## Source text
★ ★ ★ ★ ★ ★ ★
Though Ingrid speaks vividly about the reduction of signs, of words being replaced by emoji’s, and images made with our bodies that are not necessarily to be analysed, she also explains that the work is more about biology than psychology. Then, she corrects herself by saying that she is interested in trying to use the biological aspect to explore the psychological one. -And with this of coure, comes neurology! All of it has to be connected.

At first glance Eggen’s work could be seen as referencing the side-show contortionist, but mind you, this is no freak-show. She has had random people reach out to her after having seen her work wanting to know if she would like to make an image of some strange thing or other they are able to do with their body, which speaks more to her signature ‘style’ than to the longer lines in her work. Although she herself might not speak of it like this, there is most certainly an affinity with the movement of contemporary dance.

At 20 Ingrid thought, for a second, that she was on her way to becoming a choreographer, but 4 weeks into the course at the dance-college, she changed her mind. However, with ten years worth of physical studies in classical and modern dance, she has a deep understanding of the body in pain, of its autonomy, flexibility, mobility, and its potential as a kind of language spoken in movements.
★ ★ ★ ★ ★ ★ ★
Saved entries:
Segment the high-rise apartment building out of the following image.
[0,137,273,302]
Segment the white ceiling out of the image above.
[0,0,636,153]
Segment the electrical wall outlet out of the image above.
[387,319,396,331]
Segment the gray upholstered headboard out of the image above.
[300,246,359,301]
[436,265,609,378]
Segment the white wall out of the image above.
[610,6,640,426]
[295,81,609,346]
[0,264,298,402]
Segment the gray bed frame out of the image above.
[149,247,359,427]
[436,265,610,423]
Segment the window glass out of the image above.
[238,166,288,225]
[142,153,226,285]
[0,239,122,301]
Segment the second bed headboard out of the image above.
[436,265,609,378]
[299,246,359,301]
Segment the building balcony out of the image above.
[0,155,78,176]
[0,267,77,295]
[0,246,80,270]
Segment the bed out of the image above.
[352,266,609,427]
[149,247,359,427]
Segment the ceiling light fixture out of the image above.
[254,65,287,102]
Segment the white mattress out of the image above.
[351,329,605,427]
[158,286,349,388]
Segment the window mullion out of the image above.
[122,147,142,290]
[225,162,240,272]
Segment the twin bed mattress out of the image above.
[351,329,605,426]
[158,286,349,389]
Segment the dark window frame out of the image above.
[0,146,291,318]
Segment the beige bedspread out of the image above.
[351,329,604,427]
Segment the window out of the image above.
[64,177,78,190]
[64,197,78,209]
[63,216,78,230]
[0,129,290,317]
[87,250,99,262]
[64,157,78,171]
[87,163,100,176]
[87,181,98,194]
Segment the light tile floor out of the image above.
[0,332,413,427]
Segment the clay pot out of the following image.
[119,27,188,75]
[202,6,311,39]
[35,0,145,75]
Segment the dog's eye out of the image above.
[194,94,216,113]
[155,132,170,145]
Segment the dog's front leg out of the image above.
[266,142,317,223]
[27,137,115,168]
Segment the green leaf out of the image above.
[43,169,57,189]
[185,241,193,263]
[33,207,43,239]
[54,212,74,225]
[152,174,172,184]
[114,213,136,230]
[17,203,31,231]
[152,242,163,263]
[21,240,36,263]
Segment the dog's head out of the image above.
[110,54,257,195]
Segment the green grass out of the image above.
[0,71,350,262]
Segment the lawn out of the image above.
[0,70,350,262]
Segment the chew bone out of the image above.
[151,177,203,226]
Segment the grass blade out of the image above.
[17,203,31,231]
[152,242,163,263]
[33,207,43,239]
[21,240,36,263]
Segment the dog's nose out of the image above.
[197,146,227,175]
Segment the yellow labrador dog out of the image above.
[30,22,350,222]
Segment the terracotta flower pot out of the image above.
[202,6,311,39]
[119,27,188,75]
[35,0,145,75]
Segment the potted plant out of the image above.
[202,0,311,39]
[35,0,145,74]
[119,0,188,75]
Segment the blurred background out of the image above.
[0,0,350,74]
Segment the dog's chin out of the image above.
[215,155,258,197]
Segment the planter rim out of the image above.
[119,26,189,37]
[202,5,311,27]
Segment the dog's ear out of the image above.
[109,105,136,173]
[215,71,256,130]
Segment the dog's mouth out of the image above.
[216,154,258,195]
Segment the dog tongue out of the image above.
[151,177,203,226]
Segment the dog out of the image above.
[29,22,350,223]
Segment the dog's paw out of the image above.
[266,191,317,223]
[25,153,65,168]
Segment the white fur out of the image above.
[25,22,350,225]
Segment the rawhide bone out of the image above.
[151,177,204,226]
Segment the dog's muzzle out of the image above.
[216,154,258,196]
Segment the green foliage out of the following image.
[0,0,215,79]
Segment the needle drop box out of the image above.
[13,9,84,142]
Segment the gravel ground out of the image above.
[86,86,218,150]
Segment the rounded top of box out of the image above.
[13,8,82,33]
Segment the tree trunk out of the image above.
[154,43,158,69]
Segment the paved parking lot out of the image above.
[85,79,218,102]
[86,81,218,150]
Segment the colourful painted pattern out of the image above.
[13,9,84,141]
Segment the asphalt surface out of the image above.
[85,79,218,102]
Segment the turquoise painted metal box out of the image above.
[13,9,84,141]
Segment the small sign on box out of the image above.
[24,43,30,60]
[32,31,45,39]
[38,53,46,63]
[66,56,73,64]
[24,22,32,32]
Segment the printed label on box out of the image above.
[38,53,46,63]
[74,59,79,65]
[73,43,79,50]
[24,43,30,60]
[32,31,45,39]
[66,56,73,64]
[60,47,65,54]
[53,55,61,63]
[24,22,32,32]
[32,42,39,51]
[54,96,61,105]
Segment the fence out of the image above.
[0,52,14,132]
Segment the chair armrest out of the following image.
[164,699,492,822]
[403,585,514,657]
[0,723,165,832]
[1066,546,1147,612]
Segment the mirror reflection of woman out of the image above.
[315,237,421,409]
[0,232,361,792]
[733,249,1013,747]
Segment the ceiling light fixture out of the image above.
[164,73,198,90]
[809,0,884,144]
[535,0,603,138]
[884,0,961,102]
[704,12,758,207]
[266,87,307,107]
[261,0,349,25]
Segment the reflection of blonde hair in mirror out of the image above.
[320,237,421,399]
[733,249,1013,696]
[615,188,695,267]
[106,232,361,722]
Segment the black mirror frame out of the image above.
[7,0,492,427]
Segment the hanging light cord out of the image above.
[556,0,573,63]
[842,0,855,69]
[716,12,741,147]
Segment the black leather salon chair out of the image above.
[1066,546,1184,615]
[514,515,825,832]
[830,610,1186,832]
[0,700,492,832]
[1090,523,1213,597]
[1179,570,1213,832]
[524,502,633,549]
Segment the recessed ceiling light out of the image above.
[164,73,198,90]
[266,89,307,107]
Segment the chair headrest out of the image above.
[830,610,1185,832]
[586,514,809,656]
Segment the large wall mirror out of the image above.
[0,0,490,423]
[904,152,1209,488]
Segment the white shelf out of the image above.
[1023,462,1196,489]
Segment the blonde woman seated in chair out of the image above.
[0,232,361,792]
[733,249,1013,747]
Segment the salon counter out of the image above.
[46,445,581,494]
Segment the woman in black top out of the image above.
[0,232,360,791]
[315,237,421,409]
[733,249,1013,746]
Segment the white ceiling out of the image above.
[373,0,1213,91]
★ ★ ★ ★ ★ ★ ★
## Required action 1
Answer these questions using the source text:
(a) At what age did Ingrid briefly think she was on her way to becoming a choreographer?
(b) How many weeks into the course at the dance-college did she change her mind?
(c) With what movement does the source text say her work has an affinity?
## Required action 2
Output the passage of the source text from "At 20 Ingrid" up to and including "spoken in movements.".
The items were taken from a different source than the text.

## Output 1
(a) At 20
(b) 4 weeks
(c) Contemporary dance

## Output 2
At 20 Ingrid thought, for a second, that she was on her way to becoming a choreographer, but 4 weeks into the course at the dance-college, she changed her mind. However, with ten years worth of physical studies in classical and modern dance, she has a deep understanding of the body in pain, of its autonomy, flexibility, mobility, and its potential as a kind of language spoken in movements.